== Provided data ==

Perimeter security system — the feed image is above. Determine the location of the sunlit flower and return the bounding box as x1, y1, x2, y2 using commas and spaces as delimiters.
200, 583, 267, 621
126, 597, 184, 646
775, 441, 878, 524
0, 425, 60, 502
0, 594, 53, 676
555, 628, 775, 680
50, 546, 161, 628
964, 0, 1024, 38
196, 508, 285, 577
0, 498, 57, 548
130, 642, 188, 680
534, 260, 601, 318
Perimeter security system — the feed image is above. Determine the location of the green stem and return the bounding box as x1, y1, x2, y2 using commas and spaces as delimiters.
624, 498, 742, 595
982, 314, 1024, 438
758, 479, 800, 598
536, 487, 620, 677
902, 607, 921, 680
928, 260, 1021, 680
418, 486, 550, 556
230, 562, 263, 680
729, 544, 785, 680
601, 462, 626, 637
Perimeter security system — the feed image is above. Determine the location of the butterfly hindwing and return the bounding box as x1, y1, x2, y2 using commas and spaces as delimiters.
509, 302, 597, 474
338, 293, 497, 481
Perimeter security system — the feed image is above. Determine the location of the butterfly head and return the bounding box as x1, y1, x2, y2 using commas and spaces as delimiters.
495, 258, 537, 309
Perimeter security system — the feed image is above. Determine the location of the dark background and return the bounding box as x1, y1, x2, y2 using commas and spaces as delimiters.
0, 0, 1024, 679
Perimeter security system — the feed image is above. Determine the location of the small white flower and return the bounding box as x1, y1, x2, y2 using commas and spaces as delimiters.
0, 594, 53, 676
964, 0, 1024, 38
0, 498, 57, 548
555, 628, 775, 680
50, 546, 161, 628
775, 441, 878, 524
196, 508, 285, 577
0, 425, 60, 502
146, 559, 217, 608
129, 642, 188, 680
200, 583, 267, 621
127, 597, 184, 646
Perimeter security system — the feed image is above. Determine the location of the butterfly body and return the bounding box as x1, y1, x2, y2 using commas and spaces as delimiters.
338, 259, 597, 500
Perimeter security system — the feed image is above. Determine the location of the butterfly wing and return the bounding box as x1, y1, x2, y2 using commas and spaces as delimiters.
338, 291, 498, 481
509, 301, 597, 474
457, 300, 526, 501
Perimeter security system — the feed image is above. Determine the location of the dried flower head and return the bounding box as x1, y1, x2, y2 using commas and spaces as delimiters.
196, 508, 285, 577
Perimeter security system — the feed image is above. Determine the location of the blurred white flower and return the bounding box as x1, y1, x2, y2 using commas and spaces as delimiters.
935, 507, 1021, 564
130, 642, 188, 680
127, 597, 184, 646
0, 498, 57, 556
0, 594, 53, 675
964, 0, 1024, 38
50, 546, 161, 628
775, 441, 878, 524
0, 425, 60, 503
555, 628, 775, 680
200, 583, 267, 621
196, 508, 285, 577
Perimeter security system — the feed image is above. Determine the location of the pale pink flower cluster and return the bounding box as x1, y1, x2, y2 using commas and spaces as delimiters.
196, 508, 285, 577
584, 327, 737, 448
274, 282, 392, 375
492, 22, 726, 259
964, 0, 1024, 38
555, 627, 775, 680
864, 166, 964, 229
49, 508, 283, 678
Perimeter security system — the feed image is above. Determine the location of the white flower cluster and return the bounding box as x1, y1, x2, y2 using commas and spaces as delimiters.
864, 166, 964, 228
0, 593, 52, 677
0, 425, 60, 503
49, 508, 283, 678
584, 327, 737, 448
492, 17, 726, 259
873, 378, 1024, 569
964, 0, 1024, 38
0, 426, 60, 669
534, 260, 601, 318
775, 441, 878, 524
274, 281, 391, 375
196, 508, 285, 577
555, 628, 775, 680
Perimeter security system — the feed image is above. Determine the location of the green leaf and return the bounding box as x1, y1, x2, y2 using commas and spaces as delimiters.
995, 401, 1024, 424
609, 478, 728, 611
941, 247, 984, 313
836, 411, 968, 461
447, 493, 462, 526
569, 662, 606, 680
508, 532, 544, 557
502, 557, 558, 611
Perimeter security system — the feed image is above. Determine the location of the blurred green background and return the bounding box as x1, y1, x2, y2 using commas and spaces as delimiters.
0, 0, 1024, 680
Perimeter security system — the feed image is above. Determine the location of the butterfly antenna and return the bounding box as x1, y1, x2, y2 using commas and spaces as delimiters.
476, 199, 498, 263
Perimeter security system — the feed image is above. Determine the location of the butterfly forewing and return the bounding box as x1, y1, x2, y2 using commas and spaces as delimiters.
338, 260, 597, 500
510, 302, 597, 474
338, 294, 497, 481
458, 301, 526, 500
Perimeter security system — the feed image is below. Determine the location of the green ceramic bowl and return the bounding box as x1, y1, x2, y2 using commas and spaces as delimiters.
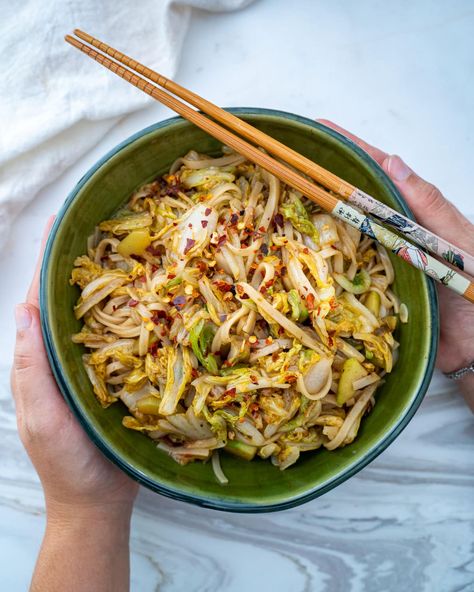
40, 109, 438, 512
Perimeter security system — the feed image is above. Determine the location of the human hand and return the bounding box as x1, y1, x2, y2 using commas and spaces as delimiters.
12, 218, 138, 592
318, 119, 474, 412
12, 219, 138, 519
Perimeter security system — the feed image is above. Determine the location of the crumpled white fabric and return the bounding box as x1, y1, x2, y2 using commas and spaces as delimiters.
0, 0, 252, 246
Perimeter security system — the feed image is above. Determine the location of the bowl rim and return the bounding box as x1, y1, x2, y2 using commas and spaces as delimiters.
40, 107, 439, 513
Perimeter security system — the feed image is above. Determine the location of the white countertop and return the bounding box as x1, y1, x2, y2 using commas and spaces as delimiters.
0, 0, 474, 592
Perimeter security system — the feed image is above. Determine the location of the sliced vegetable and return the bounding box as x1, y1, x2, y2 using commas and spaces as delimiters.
336, 358, 367, 405
137, 395, 160, 415
227, 335, 250, 365
280, 194, 319, 241
224, 440, 257, 460
189, 319, 219, 374
159, 346, 192, 415
117, 228, 152, 257
288, 289, 308, 323
99, 212, 153, 234
163, 277, 183, 290
333, 269, 372, 294
365, 290, 380, 317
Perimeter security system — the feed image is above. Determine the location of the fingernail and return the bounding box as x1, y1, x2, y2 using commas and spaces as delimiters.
15, 304, 31, 331
388, 156, 413, 181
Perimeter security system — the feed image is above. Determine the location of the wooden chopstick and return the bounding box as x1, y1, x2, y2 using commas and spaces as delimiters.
65, 35, 474, 302
74, 29, 474, 275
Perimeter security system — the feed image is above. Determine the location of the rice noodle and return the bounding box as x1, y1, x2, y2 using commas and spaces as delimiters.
71, 148, 402, 485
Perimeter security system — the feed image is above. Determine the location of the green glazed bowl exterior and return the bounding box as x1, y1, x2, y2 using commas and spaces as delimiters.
40, 108, 438, 512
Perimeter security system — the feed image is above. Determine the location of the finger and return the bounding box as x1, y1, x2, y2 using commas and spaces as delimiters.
316, 119, 388, 164
382, 155, 474, 253
26, 216, 56, 307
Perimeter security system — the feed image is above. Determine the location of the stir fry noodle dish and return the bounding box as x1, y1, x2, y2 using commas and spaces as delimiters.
71, 147, 408, 483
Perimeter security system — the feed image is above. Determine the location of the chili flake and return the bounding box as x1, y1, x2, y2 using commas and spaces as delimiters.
184, 238, 196, 255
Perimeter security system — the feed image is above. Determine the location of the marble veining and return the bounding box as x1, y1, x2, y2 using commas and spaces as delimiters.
0, 0, 474, 592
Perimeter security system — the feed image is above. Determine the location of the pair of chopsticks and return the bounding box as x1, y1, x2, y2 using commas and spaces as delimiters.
65, 29, 474, 302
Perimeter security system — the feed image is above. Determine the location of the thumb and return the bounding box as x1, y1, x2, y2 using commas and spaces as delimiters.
12, 304, 63, 412
382, 155, 474, 252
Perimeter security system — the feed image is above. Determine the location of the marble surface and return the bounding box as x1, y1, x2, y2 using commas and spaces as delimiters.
0, 0, 474, 592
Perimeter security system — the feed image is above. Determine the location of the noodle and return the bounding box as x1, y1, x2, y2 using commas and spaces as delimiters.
71, 149, 408, 476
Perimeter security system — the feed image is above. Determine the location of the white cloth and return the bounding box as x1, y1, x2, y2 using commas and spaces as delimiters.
0, 0, 252, 246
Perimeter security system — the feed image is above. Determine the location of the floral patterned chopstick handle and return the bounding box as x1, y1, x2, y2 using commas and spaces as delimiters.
348, 189, 474, 275
332, 200, 473, 301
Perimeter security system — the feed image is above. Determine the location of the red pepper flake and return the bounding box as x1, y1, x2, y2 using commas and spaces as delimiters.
171, 296, 186, 310
217, 234, 227, 248
184, 238, 196, 255
145, 245, 165, 257
151, 310, 168, 325
213, 280, 232, 292
273, 214, 283, 228
148, 341, 158, 356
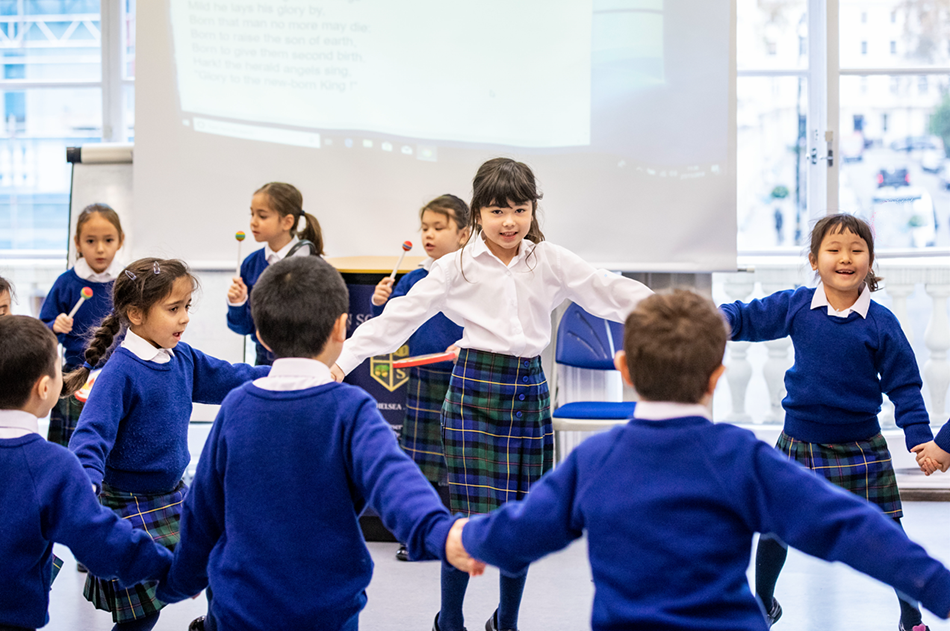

===

(Exercise task) Reproduce the records from the line containing "of the rice" through the line containing "71, 148, 402, 485", both ends included, keeping the request line as it stands. Multiply each bounding-box coordinate in the answer line by 2.2 and round to the nearest whole number, with halves rounded up.

(Exercise output)
Perimeter security system — the feed image is above. Determine the location of the rice noodle and return the bounding box as x1, y1, x2, y2 using commas and spaces as delimiters.
156, 326, 884, 1067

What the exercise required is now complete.